_Brief_: Would you repeat, exactly as given, the line with "rough mask: <svg" and every line after it to the end of the entries?

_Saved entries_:
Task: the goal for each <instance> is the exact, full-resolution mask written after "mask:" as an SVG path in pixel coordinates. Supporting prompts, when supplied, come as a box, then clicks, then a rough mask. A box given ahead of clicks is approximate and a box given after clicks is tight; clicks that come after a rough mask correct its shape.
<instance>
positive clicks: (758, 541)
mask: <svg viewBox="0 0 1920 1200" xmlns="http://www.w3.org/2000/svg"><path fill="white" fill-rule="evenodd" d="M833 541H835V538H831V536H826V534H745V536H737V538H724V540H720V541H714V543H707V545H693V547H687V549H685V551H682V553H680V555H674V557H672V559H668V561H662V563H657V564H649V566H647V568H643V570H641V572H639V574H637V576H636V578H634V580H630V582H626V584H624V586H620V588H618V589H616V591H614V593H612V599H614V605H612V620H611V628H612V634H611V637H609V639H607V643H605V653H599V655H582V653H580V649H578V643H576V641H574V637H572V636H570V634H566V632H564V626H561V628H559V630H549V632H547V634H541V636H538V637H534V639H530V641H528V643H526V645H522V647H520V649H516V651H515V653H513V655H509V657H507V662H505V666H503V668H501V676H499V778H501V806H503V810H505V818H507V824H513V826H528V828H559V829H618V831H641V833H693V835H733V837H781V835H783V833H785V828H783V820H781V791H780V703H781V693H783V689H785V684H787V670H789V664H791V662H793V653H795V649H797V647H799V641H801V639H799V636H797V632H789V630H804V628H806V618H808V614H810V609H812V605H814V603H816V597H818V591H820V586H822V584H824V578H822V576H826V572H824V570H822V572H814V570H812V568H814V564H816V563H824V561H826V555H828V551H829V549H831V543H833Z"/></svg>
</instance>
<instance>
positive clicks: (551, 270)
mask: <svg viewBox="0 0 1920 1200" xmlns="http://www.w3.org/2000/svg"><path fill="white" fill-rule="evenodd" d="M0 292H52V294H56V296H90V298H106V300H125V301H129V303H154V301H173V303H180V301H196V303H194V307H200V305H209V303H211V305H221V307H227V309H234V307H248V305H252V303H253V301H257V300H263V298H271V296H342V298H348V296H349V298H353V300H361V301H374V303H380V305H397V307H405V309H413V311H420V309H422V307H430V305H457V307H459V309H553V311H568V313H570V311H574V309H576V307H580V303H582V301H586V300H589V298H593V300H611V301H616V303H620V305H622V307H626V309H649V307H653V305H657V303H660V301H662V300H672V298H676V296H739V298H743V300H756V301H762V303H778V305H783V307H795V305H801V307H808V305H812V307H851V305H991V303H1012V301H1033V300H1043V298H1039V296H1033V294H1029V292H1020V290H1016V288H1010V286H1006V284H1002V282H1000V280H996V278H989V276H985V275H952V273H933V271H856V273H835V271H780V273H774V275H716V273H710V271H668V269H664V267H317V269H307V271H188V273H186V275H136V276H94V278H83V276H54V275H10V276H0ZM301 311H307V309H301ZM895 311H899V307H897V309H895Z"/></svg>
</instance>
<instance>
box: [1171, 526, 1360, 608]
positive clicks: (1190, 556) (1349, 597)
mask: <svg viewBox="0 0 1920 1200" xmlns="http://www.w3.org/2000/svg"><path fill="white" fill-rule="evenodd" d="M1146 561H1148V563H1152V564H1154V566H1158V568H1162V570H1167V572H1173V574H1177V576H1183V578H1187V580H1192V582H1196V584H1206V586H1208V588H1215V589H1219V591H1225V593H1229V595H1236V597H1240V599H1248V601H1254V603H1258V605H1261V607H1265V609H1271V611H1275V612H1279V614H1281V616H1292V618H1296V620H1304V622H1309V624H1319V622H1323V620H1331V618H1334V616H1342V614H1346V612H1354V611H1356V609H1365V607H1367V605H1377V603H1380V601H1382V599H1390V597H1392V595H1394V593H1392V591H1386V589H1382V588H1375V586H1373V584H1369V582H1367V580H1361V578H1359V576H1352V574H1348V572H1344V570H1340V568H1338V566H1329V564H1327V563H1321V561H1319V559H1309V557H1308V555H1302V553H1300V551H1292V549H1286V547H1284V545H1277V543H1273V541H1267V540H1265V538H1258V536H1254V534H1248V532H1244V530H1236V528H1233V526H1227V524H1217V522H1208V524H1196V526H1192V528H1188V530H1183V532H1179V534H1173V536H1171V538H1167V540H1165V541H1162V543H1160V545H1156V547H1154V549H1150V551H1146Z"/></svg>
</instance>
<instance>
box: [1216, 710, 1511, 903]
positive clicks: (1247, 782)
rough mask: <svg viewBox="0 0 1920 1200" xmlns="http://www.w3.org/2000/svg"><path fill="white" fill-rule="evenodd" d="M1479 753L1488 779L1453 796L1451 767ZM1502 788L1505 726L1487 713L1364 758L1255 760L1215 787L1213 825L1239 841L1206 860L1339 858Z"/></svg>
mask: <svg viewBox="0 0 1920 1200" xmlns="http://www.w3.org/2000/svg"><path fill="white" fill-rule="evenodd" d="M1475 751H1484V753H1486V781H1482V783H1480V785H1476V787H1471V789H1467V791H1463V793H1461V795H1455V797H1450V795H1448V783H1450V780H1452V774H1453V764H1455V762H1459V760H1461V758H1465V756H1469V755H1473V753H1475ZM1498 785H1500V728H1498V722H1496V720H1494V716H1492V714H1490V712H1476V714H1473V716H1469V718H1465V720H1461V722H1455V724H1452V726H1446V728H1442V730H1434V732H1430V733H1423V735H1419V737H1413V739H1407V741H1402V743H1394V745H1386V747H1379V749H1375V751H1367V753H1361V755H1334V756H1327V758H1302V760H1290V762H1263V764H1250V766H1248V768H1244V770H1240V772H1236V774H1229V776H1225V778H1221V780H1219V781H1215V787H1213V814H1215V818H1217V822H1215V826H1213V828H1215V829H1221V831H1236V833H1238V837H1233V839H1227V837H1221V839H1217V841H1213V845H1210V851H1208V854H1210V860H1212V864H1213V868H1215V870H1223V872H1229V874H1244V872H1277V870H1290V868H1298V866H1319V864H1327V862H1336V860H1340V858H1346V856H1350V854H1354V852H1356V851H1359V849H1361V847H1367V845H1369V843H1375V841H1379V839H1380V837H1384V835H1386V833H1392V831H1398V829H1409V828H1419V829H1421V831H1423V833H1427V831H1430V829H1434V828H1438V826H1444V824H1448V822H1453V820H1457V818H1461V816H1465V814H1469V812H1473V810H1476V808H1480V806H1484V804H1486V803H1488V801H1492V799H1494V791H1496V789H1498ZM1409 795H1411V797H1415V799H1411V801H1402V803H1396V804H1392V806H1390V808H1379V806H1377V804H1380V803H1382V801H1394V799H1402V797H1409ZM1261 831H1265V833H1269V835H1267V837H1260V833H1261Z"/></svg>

_Output below_:
rough mask: <svg viewBox="0 0 1920 1200" xmlns="http://www.w3.org/2000/svg"><path fill="white" fill-rule="evenodd" d="M1479 753L1488 779L1453 796L1451 767ZM1502 788L1505 726L1487 713L1364 758L1255 760L1215 787L1213 825L1239 841L1206 860L1339 858Z"/></svg>
mask: <svg viewBox="0 0 1920 1200" xmlns="http://www.w3.org/2000/svg"><path fill="white" fill-rule="evenodd" d="M1475 751H1484V753H1486V781H1482V783H1480V785H1476V787H1471V789H1467V791H1463V793H1461V795H1455V797H1450V795H1448V783H1450V780H1452V774H1453V764H1455V762H1459V760H1461V758H1465V756H1469V755H1473V753H1475ZM1498 785H1500V728H1498V722H1496V720H1494V716H1492V714H1490V712H1476V714H1473V716H1469V718H1465V720H1461V722H1455V724H1452V726H1446V728H1442V730H1434V732H1430V733H1423V735H1419V737H1413V739H1407V741H1402V743H1394V745H1386V747H1379V749H1375V751H1367V753H1361V755H1334V756H1327V758H1302V760H1290V762H1263V764H1250V766H1248V768H1244V770H1240V772H1236V774H1229V776H1225V778H1221V780H1219V781H1215V787H1213V814H1215V818H1217V822H1215V826H1213V828H1215V829H1221V831H1236V833H1238V837H1233V839H1227V837H1221V839H1217V841H1213V845H1210V851H1208V854H1210V860H1212V864H1213V868H1215V870H1223V872H1229V874H1244V872H1277V870H1290V868H1298V866H1319V864H1327V862H1336V860H1340V858H1346V856H1350V854H1354V852H1356V851H1359V849H1361V847H1367V845H1369V843H1375V841H1379V839H1380V837H1384V835H1386V833H1392V831H1398V829H1409V828H1419V829H1421V831H1423V833H1427V831H1430V829H1434V828H1438V826H1444V824H1448V822H1453V820H1457V818H1461V816H1465V814H1469V812H1473V810H1476V808H1480V806H1484V804H1486V803H1488V801H1492V799H1494V791H1496V789H1498ZM1409 795H1411V797H1415V799H1411V801H1402V803H1396V804H1392V806H1390V808H1379V806H1377V804H1380V803H1382V801H1394V799H1402V797H1409ZM1261 831H1265V833H1269V835H1267V837H1260V833H1261Z"/></svg>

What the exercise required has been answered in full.